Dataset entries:
──────

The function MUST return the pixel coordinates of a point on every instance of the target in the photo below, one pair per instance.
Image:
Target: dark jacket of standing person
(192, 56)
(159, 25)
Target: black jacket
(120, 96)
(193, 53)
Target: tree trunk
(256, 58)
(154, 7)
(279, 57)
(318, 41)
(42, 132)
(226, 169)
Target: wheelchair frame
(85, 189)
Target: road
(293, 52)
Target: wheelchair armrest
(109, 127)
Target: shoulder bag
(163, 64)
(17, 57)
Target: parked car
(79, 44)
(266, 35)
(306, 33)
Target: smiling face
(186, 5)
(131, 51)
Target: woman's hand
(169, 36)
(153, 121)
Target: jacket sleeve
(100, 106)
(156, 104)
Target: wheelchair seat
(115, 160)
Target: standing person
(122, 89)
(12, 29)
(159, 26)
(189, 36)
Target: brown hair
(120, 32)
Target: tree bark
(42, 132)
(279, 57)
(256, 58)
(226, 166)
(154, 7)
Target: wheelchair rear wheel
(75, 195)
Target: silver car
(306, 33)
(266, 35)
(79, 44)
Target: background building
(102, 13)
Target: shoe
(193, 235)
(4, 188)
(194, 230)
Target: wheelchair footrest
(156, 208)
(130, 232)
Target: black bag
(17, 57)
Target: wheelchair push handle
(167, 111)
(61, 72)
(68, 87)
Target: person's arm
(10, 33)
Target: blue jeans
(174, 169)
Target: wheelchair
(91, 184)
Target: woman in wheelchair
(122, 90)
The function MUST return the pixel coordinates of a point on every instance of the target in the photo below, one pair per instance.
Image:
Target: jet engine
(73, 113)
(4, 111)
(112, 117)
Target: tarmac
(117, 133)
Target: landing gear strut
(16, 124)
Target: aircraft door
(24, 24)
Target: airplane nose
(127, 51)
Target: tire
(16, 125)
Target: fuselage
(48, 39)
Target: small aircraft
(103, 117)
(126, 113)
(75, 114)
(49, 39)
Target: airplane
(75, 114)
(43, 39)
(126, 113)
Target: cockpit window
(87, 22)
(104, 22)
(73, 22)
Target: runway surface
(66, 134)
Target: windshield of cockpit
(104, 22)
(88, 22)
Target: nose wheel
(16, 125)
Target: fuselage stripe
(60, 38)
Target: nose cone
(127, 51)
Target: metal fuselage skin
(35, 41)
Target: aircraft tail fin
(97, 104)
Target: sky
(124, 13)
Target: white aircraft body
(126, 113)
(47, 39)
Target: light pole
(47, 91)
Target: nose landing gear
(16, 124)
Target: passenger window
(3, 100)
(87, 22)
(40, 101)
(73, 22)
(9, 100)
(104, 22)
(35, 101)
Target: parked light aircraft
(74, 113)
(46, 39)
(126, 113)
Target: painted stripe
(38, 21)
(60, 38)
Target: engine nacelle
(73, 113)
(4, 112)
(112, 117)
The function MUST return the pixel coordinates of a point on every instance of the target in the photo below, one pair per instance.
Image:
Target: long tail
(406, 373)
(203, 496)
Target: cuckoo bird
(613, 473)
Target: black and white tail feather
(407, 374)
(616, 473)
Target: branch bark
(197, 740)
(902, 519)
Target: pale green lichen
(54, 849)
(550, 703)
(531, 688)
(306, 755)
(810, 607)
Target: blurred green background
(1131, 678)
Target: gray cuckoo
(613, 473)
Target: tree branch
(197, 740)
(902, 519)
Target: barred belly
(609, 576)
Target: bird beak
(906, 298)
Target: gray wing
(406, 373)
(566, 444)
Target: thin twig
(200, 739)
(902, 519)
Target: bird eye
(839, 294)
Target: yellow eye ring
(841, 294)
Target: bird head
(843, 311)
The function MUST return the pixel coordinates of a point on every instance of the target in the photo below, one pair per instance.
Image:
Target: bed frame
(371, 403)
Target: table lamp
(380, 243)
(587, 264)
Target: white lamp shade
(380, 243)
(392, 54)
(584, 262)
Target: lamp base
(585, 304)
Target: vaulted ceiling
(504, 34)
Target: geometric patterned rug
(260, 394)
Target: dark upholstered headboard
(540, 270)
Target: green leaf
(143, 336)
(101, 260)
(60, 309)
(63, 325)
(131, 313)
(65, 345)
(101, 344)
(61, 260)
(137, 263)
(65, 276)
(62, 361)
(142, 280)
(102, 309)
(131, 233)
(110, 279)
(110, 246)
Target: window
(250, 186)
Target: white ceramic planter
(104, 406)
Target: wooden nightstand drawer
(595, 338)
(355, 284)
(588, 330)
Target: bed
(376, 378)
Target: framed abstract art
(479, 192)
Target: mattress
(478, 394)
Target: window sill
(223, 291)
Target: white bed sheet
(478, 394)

──────

◆ Activity
What's wanted here is every record, retyped exactly as shown above.

◆ Written response
The function MUST return the pixel coordinates of a point on every instance of the target in the photo below, one pair per instance.
Image:
Target: dark jacket of standing person
(192, 56)
(159, 25)
Target: black jacket
(120, 96)
(193, 53)
Target: tree trunk
(256, 58)
(154, 7)
(279, 57)
(318, 41)
(42, 132)
(226, 169)
Target: wheelchair frame
(85, 189)
Target: road
(293, 52)
Target: wheelchair armrest
(109, 127)
Target: shoulder bag
(163, 64)
(17, 57)
Target: parked car
(79, 44)
(266, 35)
(306, 33)
Target: smiling face
(186, 5)
(131, 51)
Target: woman's hand
(169, 36)
(153, 121)
Target: jacket sleeve
(100, 106)
(156, 104)
Target: wheelchair seat
(115, 160)
Target: standing person
(122, 89)
(12, 29)
(159, 26)
(189, 36)
Target: brown hair
(120, 32)
Target: tree bark
(42, 132)
(279, 57)
(256, 58)
(226, 166)
(154, 7)
Target: wheelchair rear wheel
(75, 195)
Target: silver car
(306, 33)
(266, 35)
(79, 44)
Target: background building
(102, 13)
Target: shoe
(193, 235)
(4, 188)
(194, 230)
Target: wheelchair footrest
(156, 208)
(130, 232)
Target: black bag
(17, 57)
Target: wheelchair push handle
(167, 111)
(61, 72)
(68, 87)
Target: person's arm
(10, 33)
Target: blue jeans
(174, 169)
Target: wheelchair
(91, 184)
Target: woman in wheelchair
(122, 90)
The function MUST return the pixel coordinates of a point on every instance of the target in the photo below, one pair per instance.
Image:
Target: jet engine
(73, 113)
(4, 111)
(112, 117)
Target: tarmac
(117, 133)
Target: landing gear strut
(16, 124)
Target: aircraft door
(24, 24)
Target: airplane nose
(127, 51)
Target: tire
(16, 125)
Target: fuselage
(48, 39)
Target: small aircraft
(103, 117)
(126, 113)
(75, 114)
(49, 39)
Target: airplane
(75, 114)
(43, 39)
(126, 113)
Target: cockpit window
(87, 22)
(104, 22)
(73, 22)
Target: runway surface
(66, 134)
Target: windshield of cockpit
(104, 22)
(88, 22)
Target: nose wheel
(16, 125)
Target: fuselage stripe
(60, 38)
Target: nose cone
(127, 51)
Target: metal fuselage skin
(35, 41)
Target: aircraft tail fin
(97, 104)
Target: sky
(124, 13)
Target: white aircraft body
(126, 113)
(47, 39)
Target: light pole
(47, 91)
Target: nose landing gear
(16, 124)
Target: passenger window
(3, 100)
(87, 22)
(40, 101)
(73, 22)
(9, 100)
(104, 22)
(35, 101)
Target: parked light aircraft
(74, 113)
(46, 39)
(126, 113)
Target: painted stripe
(38, 21)
(60, 38)
Target: engine nacelle
(73, 113)
(4, 112)
(112, 117)
The function MUST return the pixel coordinates of a point on every instance of the target in the photo below, one pair per instance.
Image:
Target: long tail
(406, 373)
(203, 496)
Target: cuckoo bird
(613, 473)
Target: black and white tail feather
(407, 374)
(616, 473)
Target: branch bark
(197, 740)
(902, 519)
Target: pale green lichen
(54, 849)
(550, 703)
(531, 688)
(306, 755)
(810, 607)
Target: blurred green background
(1131, 678)
Target: gray cuckoo
(613, 473)
Target: tree branch
(197, 740)
(902, 519)
Target: barred belly
(609, 576)
Target: bird beak
(906, 298)
Target: gray wing
(406, 373)
(566, 444)
Target: thin twig
(200, 739)
(902, 519)
Target: bird eye
(839, 294)
Target: yellow eye ring
(841, 294)
Target: bird head
(843, 311)
The function MUST return the pixel coordinates of a point on every instance of the target in the photo below, one pair per instance.
Image:
Target: bed frame
(371, 403)
Target: table lamp
(380, 243)
(587, 264)
Target: white lamp shade
(380, 243)
(392, 54)
(584, 262)
Target: lamp base
(585, 304)
Target: vaulted ceiling
(504, 34)
Target: geometric patterned rug
(260, 394)
Target: dark upholstered headboard
(540, 270)
Target: green leaf
(143, 336)
(101, 260)
(60, 309)
(63, 325)
(131, 313)
(65, 345)
(101, 344)
(61, 260)
(137, 263)
(65, 276)
(62, 361)
(142, 280)
(102, 309)
(131, 233)
(110, 279)
(110, 246)
Target: window
(250, 186)
Target: white ceramic planter
(104, 406)
Target: wooden nightstand drawer
(595, 338)
(355, 284)
(588, 330)
Target: bed
(376, 378)
Target: framed abstract art
(479, 192)
Target: mattress
(478, 394)
Target: window sill
(223, 291)
Target: white bed sheet
(478, 394)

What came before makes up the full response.